**Dataset extract:**

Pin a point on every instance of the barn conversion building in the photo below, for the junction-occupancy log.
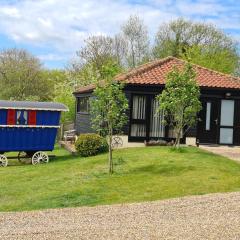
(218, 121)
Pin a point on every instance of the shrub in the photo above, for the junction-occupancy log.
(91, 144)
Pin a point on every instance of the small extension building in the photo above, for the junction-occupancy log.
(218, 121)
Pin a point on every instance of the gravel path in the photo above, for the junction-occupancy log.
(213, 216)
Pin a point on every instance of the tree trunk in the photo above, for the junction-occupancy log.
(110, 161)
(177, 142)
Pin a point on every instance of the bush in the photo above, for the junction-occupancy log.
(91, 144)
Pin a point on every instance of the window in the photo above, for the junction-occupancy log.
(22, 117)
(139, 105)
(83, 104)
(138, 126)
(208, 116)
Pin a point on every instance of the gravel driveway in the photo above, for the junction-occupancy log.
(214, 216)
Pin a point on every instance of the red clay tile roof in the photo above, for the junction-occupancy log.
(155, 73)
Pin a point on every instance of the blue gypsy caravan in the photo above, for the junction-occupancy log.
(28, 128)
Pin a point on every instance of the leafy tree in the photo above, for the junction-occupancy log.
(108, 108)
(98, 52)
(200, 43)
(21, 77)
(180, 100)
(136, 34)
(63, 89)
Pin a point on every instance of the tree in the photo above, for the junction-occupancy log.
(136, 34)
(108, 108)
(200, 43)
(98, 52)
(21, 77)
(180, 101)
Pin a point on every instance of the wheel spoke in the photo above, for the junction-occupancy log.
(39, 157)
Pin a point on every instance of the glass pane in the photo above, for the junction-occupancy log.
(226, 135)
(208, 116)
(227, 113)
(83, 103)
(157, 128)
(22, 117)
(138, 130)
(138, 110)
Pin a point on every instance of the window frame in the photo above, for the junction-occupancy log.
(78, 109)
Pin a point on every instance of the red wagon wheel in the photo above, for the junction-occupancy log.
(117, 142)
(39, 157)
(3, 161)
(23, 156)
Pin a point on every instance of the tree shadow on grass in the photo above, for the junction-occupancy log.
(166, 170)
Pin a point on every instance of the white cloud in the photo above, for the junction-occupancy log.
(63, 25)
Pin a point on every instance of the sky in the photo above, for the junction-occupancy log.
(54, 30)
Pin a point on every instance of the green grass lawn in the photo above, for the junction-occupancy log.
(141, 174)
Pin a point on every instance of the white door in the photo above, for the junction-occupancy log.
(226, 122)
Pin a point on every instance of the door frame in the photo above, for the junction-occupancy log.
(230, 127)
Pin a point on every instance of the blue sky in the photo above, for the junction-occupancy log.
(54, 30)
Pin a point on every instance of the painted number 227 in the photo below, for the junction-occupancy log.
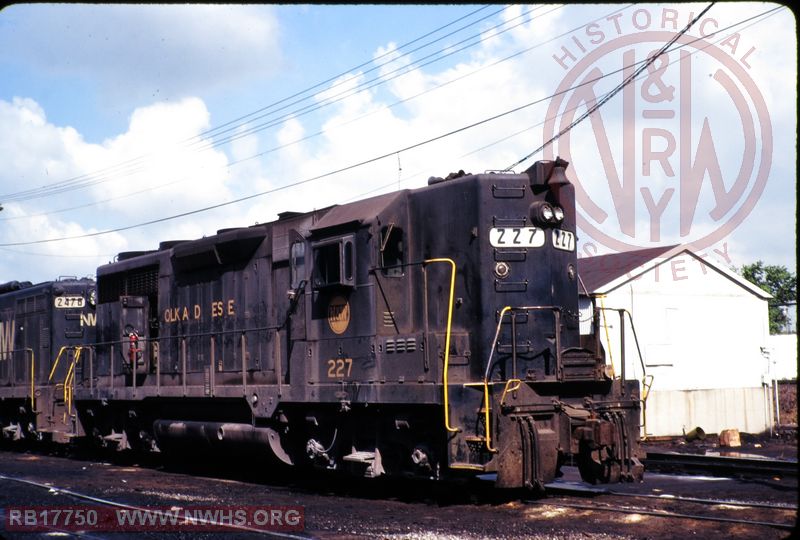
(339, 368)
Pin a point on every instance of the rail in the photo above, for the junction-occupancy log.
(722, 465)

--

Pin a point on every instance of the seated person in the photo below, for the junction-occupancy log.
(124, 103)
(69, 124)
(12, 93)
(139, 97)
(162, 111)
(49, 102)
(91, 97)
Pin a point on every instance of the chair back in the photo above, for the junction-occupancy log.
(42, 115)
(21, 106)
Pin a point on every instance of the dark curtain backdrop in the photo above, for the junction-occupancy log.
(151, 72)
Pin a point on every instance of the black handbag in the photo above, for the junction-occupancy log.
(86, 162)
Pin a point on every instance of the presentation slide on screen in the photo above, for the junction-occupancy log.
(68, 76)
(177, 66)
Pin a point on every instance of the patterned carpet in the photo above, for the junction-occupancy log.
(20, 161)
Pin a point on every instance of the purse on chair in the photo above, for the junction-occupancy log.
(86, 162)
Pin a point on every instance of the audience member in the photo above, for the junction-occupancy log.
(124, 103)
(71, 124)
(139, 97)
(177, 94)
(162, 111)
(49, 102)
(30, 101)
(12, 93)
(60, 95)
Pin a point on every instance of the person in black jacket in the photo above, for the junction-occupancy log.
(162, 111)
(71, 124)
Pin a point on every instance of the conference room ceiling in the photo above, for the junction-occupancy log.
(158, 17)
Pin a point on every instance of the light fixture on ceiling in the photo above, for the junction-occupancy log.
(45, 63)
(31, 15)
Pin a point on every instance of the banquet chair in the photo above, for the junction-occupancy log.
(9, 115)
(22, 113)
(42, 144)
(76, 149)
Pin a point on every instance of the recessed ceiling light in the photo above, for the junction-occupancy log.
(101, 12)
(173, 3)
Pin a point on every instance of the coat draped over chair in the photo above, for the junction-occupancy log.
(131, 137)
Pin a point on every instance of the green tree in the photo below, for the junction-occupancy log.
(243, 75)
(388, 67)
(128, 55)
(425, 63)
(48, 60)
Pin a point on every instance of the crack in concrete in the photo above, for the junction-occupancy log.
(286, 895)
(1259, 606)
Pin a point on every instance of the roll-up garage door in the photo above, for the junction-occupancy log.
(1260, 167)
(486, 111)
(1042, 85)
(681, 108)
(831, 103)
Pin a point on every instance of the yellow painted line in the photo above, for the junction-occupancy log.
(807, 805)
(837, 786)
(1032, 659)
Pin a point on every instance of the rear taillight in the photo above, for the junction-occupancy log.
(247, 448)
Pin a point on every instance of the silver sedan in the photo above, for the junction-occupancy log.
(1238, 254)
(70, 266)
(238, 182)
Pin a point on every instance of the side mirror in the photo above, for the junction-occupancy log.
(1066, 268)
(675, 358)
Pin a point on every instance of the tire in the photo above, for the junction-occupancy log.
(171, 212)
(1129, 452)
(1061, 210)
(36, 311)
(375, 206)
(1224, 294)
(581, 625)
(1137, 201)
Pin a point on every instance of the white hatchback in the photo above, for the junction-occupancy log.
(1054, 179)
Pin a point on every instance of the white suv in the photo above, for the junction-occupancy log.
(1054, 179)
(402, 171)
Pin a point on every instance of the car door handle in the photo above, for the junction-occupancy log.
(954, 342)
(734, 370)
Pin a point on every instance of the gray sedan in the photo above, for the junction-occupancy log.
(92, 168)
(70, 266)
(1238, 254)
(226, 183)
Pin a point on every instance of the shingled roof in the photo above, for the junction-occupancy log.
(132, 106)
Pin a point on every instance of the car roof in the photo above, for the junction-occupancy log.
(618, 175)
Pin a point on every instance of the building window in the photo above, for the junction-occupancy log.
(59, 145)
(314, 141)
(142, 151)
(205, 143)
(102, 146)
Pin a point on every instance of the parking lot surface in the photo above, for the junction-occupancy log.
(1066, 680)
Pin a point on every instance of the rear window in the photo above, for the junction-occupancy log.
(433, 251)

**Problem requirements:** Which lines in the material contain the word "green"? Collect each one and copy it in full.

**Exercise response:**
Pin a point on every instance of the green grass lawn in the photo above, for the junction-occupancy log.
Pin a point on every instance of the green tree in the photo below, for the junction-occupancy log.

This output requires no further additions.